BEGIN MATERIAL SUPPLIED
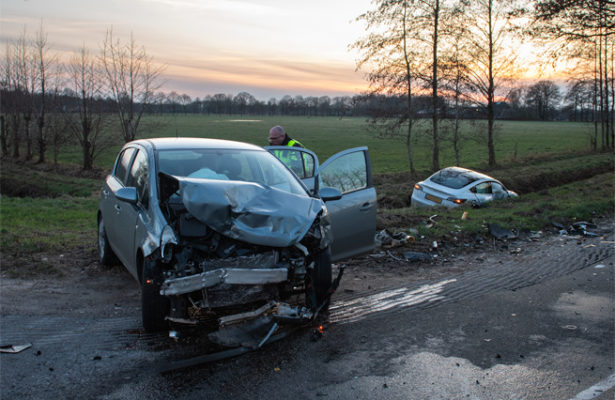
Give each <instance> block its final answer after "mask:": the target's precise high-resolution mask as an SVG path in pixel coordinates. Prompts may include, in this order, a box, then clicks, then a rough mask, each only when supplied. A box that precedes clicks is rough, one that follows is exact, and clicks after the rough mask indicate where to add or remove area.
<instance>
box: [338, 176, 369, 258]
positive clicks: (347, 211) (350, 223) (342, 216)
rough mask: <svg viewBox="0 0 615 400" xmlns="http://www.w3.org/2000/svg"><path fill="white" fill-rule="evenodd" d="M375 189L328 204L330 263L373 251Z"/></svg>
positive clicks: (352, 194)
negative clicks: (330, 224)
mask: <svg viewBox="0 0 615 400" xmlns="http://www.w3.org/2000/svg"><path fill="white" fill-rule="evenodd" d="M375 199H376V189H374V188H373V187H371V188H366V189H364V190H359V191H356V192H353V193H347V194H345V195H344V196H343V197H342V198H341V199H340V200H333V201H328V202H327V209H328V210H329V215H330V218H331V230H332V232H333V244H332V245H331V259H332V260H333V261H337V260H341V259H344V258H347V257H352V256H354V255H357V254H361V253H366V252H369V251H371V250H372V249H373V248H374V234H375V232H376V210H377V207H376V200H375Z"/></svg>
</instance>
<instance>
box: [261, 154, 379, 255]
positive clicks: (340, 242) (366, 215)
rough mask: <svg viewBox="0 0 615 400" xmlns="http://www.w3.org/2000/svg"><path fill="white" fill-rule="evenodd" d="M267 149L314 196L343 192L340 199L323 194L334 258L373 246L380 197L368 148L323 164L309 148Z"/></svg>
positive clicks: (346, 254)
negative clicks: (324, 201)
mask: <svg viewBox="0 0 615 400" xmlns="http://www.w3.org/2000/svg"><path fill="white" fill-rule="evenodd" d="M266 149H267V150H268V151H270V152H271V153H272V154H274V155H275V156H276V157H278V159H280V160H281V161H282V162H283V163H284V164H285V165H286V166H287V167H288V168H290V169H291V170H292V171H293V172H295V174H297V176H298V177H299V178H300V179H302V180H303V182H304V183H305V185H306V186H307V187H308V189H310V191H311V193H312V195H314V196H320V194H323V195H324V193H325V192H326V191H328V189H327V188H334V189H337V190H338V191H339V192H340V193H341V195H342V196H341V198H339V196H338V199H326V198H325V197H324V196H323V199H325V201H326V203H327V209H328V211H329V215H330V218H331V229H332V232H333V243H332V245H331V259H332V260H333V261H336V260H340V259H343V258H347V257H351V256H354V255H357V254H361V253H366V252H369V251H371V250H372V249H373V247H374V235H375V233H376V211H377V199H376V189H375V188H374V185H373V181H372V170H371V162H370V158H369V151H368V149H367V147H356V148H352V149H348V150H344V151H341V152H339V153H337V154H335V155H333V156H332V157H331V158H329V159H328V160H327V161H325V162H324V163H323V164H322V165H321V166H320V167H319V165H318V157H316V155H315V154H314V153H313V152H312V151H310V150H307V149H304V148H301V147H288V146H269V147H266Z"/></svg>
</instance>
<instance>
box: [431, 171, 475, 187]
mask: <svg viewBox="0 0 615 400" xmlns="http://www.w3.org/2000/svg"><path fill="white" fill-rule="evenodd" d="M429 179H430V180H431V181H432V182H435V183H437V184H438V185H442V186H446V187H449V188H451V189H461V188H462V187H464V186H467V185H469V184H470V183H472V182H475V181H477V180H479V179H481V177H480V176H477V175H476V174H475V173H474V172H472V171H460V170H457V169H452V168H451V169H449V168H445V169H443V170H441V171H438V172H436V173H435V174H433V175H432V176H431V177H430V178H429Z"/></svg>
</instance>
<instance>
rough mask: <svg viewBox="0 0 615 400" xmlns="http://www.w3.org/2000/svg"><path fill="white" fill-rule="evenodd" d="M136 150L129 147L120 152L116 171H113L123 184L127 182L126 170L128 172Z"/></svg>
mask: <svg viewBox="0 0 615 400" xmlns="http://www.w3.org/2000/svg"><path fill="white" fill-rule="evenodd" d="M134 152H135V148H133V147H129V148H127V149H126V150H124V151H123V152H122V154H120V156H119V157H118V161H117V163H116V164H115V171H113V175H114V176H115V177H116V178H117V179H118V180H119V181H120V182H122V184H125V183H126V172H128V167H129V165H130V160H131V159H132V156H133V154H134Z"/></svg>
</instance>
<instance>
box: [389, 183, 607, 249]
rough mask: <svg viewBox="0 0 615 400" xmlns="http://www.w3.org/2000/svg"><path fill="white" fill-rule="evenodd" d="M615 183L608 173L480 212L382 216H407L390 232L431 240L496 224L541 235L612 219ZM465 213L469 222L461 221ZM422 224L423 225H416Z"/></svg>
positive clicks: (430, 209) (468, 231)
mask: <svg viewBox="0 0 615 400" xmlns="http://www.w3.org/2000/svg"><path fill="white" fill-rule="evenodd" d="M613 193H615V179H614V176H613V173H606V174H601V175H597V176H594V177H592V178H589V179H584V180H581V181H577V182H572V183H569V184H565V185H561V186H557V187H554V188H550V189H547V190H541V191H538V192H534V193H529V194H527V195H523V196H520V197H518V198H516V199H512V200H505V201H495V202H493V203H490V204H488V205H487V206H485V207H481V208H472V207H470V206H464V207H458V208H444V207H432V208H414V207H413V208H410V207H407V208H400V209H388V210H382V209H381V210H380V212H381V213H383V214H389V215H405V216H407V217H408V218H407V219H406V221H413V222H414V223H415V224H416V225H417V226H406V225H405V224H404V222H402V223H397V224H390V225H389V226H387V229H389V230H393V231H395V230H406V229H408V228H416V229H418V230H419V233H420V234H421V235H423V236H427V237H428V238H430V239H436V238H442V237H444V236H446V235H449V234H455V235H475V234H480V235H487V234H488V229H487V227H488V225H489V224H491V223H497V224H499V225H500V226H502V227H504V228H506V229H517V228H518V229H525V230H533V231H538V230H541V229H545V228H547V227H550V226H551V224H552V222H557V223H560V224H563V225H567V224H570V223H571V222H573V221H583V220H592V219H594V218H596V217H599V216H610V217H612V216H613V212H614V211H615V198H614V197H613ZM464 211H467V218H466V219H462V218H461V217H462V215H463V213H464ZM433 215H437V217H436V218H434V219H435V221H436V223H435V224H431V226H429V225H430V224H429V223H428V222H429V220H428V217H430V216H433ZM416 221H420V223H418V224H417V223H416Z"/></svg>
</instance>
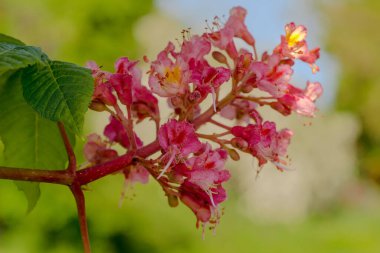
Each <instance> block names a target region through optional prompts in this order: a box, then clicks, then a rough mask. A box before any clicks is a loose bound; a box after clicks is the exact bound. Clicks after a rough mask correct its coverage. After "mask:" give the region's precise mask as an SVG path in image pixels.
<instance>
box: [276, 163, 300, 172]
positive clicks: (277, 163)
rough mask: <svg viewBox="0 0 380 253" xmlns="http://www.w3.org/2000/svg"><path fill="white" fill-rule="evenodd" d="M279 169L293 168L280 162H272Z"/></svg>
mask: <svg viewBox="0 0 380 253" xmlns="http://www.w3.org/2000/svg"><path fill="white" fill-rule="evenodd" d="M272 163H273V164H274V165H275V166H276V167H277V168H278V169H279V170H282V171H284V170H286V171H293V170H295V169H292V168H288V167H286V166H285V165H284V164H282V163H278V162H272Z"/></svg>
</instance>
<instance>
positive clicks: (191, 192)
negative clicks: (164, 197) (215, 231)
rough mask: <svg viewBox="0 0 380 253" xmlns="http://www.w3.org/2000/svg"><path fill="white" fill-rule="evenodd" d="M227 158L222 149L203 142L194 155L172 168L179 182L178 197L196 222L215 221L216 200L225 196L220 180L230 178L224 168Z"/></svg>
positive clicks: (218, 202) (172, 170)
mask: <svg viewBox="0 0 380 253" xmlns="http://www.w3.org/2000/svg"><path fill="white" fill-rule="evenodd" d="M226 160H227V152H226V151H225V150H222V149H216V150H212V149H211V146H210V145H209V144H203V146H202V149H201V150H200V151H199V152H197V154H196V155H195V156H194V157H192V158H190V159H189V160H187V161H186V162H185V163H180V164H178V165H176V166H175V167H174V168H173V170H172V178H176V179H177V183H179V184H180V188H179V193H180V199H181V200H182V202H183V203H184V204H185V205H187V206H188V207H189V208H190V209H191V210H192V211H193V212H194V214H195V215H196V217H197V224H198V222H202V223H207V222H212V223H217V222H218V219H219V215H220V214H219V211H218V204H220V203H221V202H223V201H224V200H225V199H226V197H227V196H226V192H225V190H224V189H223V187H222V185H221V184H222V183H223V182H226V181H227V180H228V179H229V178H230V173H229V171H228V170H226V169H225V168H224V165H225V162H226ZM181 177H183V179H179V178H181ZM178 179H179V180H178Z"/></svg>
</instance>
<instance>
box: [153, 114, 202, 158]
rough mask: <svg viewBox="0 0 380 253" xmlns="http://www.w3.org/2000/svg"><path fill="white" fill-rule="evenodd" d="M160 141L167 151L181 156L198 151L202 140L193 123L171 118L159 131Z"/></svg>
mask: <svg viewBox="0 0 380 253" xmlns="http://www.w3.org/2000/svg"><path fill="white" fill-rule="evenodd" d="M158 141H159V143H160V146H161V148H162V149H163V150H164V151H165V152H175V153H176V154H177V155H179V156H181V157H186V156H187V155H189V154H191V153H194V152H197V151H198V150H199V149H200V148H201V142H200V141H199V140H198V137H197V135H196V134H195V130H194V127H193V125H192V124H190V123H188V122H184V121H177V120H175V119H171V120H169V121H168V123H166V124H163V125H162V126H161V127H160V129H159V131H158Z"/></svg>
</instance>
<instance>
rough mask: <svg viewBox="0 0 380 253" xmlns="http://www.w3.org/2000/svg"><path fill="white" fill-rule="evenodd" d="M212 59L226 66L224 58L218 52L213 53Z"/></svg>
mask: <svg viewBox="0 0 380 253" xmlns="http://www.w3.org/2000/svg"><path fill="white" fill-rule="evenodd" d="M212 57H213V58H214V59H215V60H216V61H217V62H219V63H222V64H228V62H227V58H226V56H225V55H224V54H222V53H221V52H219V51H213V52H212Z"/></svg>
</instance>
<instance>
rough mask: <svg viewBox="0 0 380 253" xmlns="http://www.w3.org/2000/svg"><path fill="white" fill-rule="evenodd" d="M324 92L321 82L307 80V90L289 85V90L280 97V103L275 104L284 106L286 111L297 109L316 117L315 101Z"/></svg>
mask: <svg viewBox="0 0 380 253" xmlns="http://www.w3.org/2000/svg"><path fill="white" fill-rule="evenodd" d="M322 92H323V89H322V86H321V84H320V83H319V82H314V83H313V82H307V85H306V89H305V90H302V89H299V88H297V87H294V86H292V85H289V90H288V92H287V93H286V94H285V95H284V96H283V97H281V98H279V99H278V103H279V104H280V105H274V106H277V107H278V108H281V107H282V109H283V110H284V111H285V112H286V111H295V112H296V113H298V114H300V115H303V116H308V117H314V116H315V112H316V110H317V108H316V106H315V103H314V102H315V101H316V100H317V99H318V98H319V97H320V96H321V95H322ZM272 107H273V106H272ZM280 112H281V111H280Z"/></svg>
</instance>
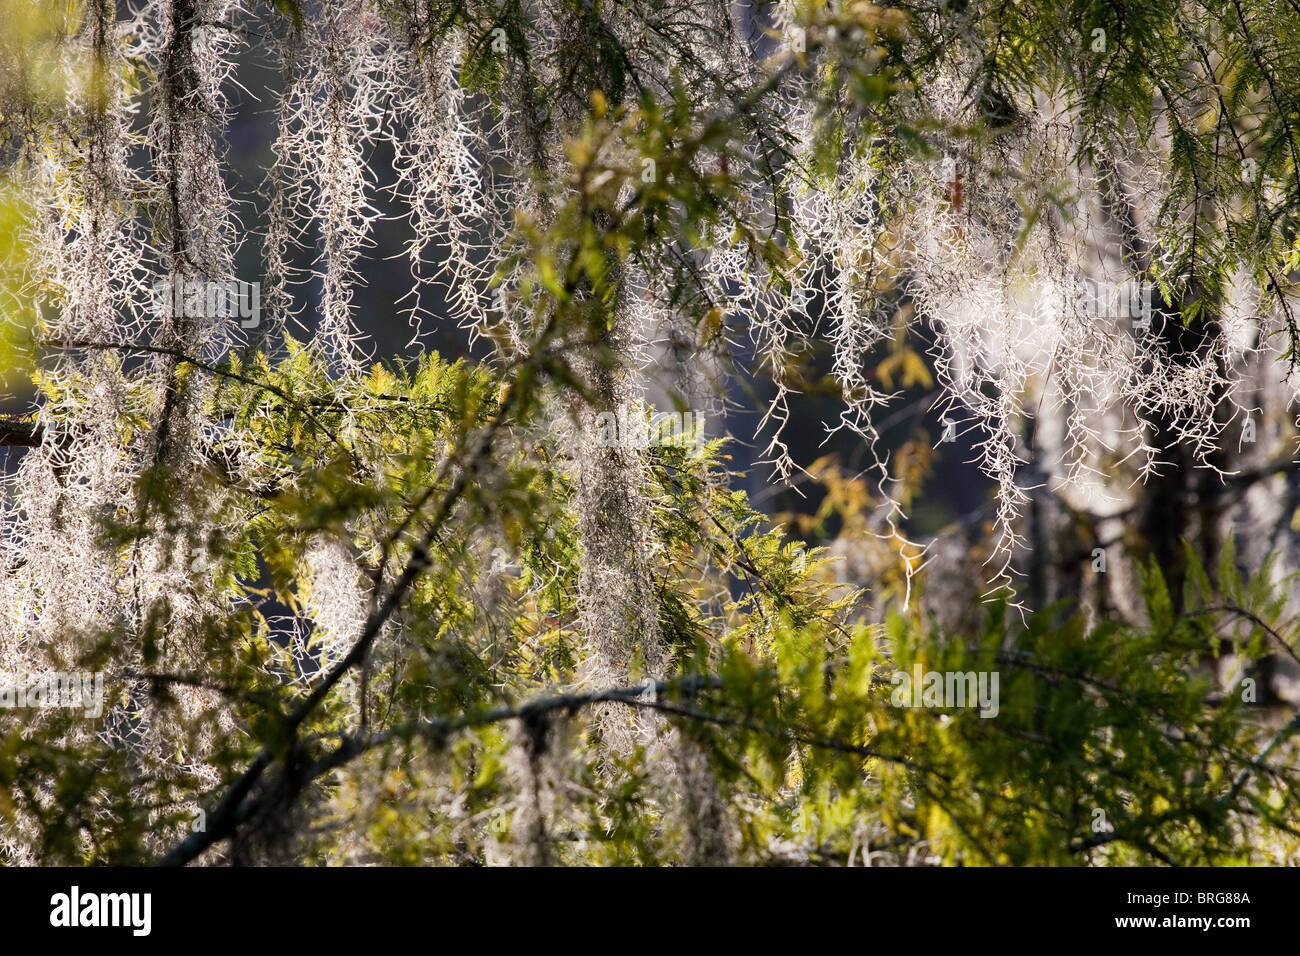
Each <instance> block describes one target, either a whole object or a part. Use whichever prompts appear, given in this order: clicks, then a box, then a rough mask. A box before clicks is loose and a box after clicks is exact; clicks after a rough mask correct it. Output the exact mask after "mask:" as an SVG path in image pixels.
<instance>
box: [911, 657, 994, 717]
mask: <svg viewBox="0 0 1300 956" xmlns="http://www.w3.org/2000/svg"><path fill="white" fill-rule="evenodd" d="M997 682H998V672H997V671H926V672H924V674H922V671H920V665H919V663H918V665H917V666H915V667H913V672H911V674H907V671H894V675H893V678H891V683H892V684H893V685H894V691H893V695H892V696H891V698H889V702H891V704H893V705H894V706H896V708H944V709H959V708H975V706H978V708H979V709H980V711H979V715H980V717H997V711H998V693H997Z"/></svg>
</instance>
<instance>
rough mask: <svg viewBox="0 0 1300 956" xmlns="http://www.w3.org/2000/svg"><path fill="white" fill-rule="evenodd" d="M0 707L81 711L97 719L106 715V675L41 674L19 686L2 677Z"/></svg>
mask: <svg viewBox="0 0 1300 956" xmlns="http://www.w3.org/2000/svg"><path fill="white" fill-rule="evenodd" d="M0 708H5V709H9V710H12V709H14V708H69V709H78V708H79V709H82V710H85V713H86V717H90V718H95V717H99V715H100V714H103V713H104V674H103V672H95V674H88V672H83V674H78V672H75V671H69V672H53V674H39V675H36V676H29V678H26V679H25V680H19V682H18V683H13V682H12V679H5V678H0Z"/></svg>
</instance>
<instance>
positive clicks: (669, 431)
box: [595, 405, 705, 449]
mask: <svg viewBox="0 0 1300 956" xmlns="http://www.w3.org/2000/svg"><path fill="white" fill-rule="evenodd" d="M595 431H597V441H599V444H601V445H602V446H603V447H619V446H623V447H632V449H647V447H650V446H651V445H682V444H685V445H698V444H699V441H701V440H702V438H703V433H705V416H703V412H697V411H686V412H675V411H656V412H653V414H650V415H646V414H645V410H643V408H641V407H633V408H632V410H630V411H629V410H628V407H627V406H621V405H620V406H619V408H617V411H602V412H601V414H599V415H597V416H595Z"/></svg>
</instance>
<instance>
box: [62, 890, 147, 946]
mask: <svg viewBox="0 0 1300 956" xmlns="http://www.w3.org/2000/svg"><path fill="white" fill-rule="evenodd" d="M49 905H51V907H52V909H51V910H49V925H51V926H66V927H69V929H70V927H75V926H129V927H131V930H133V935H136V936H147V935H149V930H151V929H152V923H153V920H152V909H153V897H152V895H151V894H82V892H81V888H79V887H75V886H74V887H73V888H72V892H66V894H55V895H53V896H51V897H49Z"/></svg>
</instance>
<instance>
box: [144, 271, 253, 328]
mask: <svg viewBox="0 0 1300 956" xmlns="http://www.w3.org/2000/svg"><path fill="white" fill-rule="evenodd" d="M153 302H155V306H156V307H157V308H160V310H162V311H165V312H169V313H170V315H172V316H173V317H175V319H238V320H239V325H240V326H242V328H246V329H255V328H257V323H259V320H260V315H261V284H260V282H240V281H239V280H234V278H226V280H221V281H220V282H200V281H198V280H182V281H178V282H177V281H173V280H160V281H157V282H155V284H153Z"/></svg>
END MATERIAL SUPPLIED
REQUIRED ACTION:
Substitute "points" for every "clicks" in the records from their first line up to and including the line with "positive clicks: (352, 194)", keeping everything else unchanged. Leave the pictures out of the answer.

ANSWER BOX:
Give each <instance> block its final answer after "mask:": the target's precise high-resolution mask as an SVG path in pixel coordinates. Prompts may include, in this order, a box, then points, then a rough mask, each only when supplied. A box that precedes points is rough, one that follows is exact, and points after the rough mask indicate where to add or remove area.
<instance>
box: [338, 176, 369, 258]
positive points: (347, 211) (350, 223) (342, 216)
rough mask: <svg viewBox="0 0 615 400" xmlns="http://www.w3.org/2000/svg"><path fill="white" fill-rule="evenodd" d="M375 189L328 204L330 263L373 251Z"/></svg>
positive points: (352, 194)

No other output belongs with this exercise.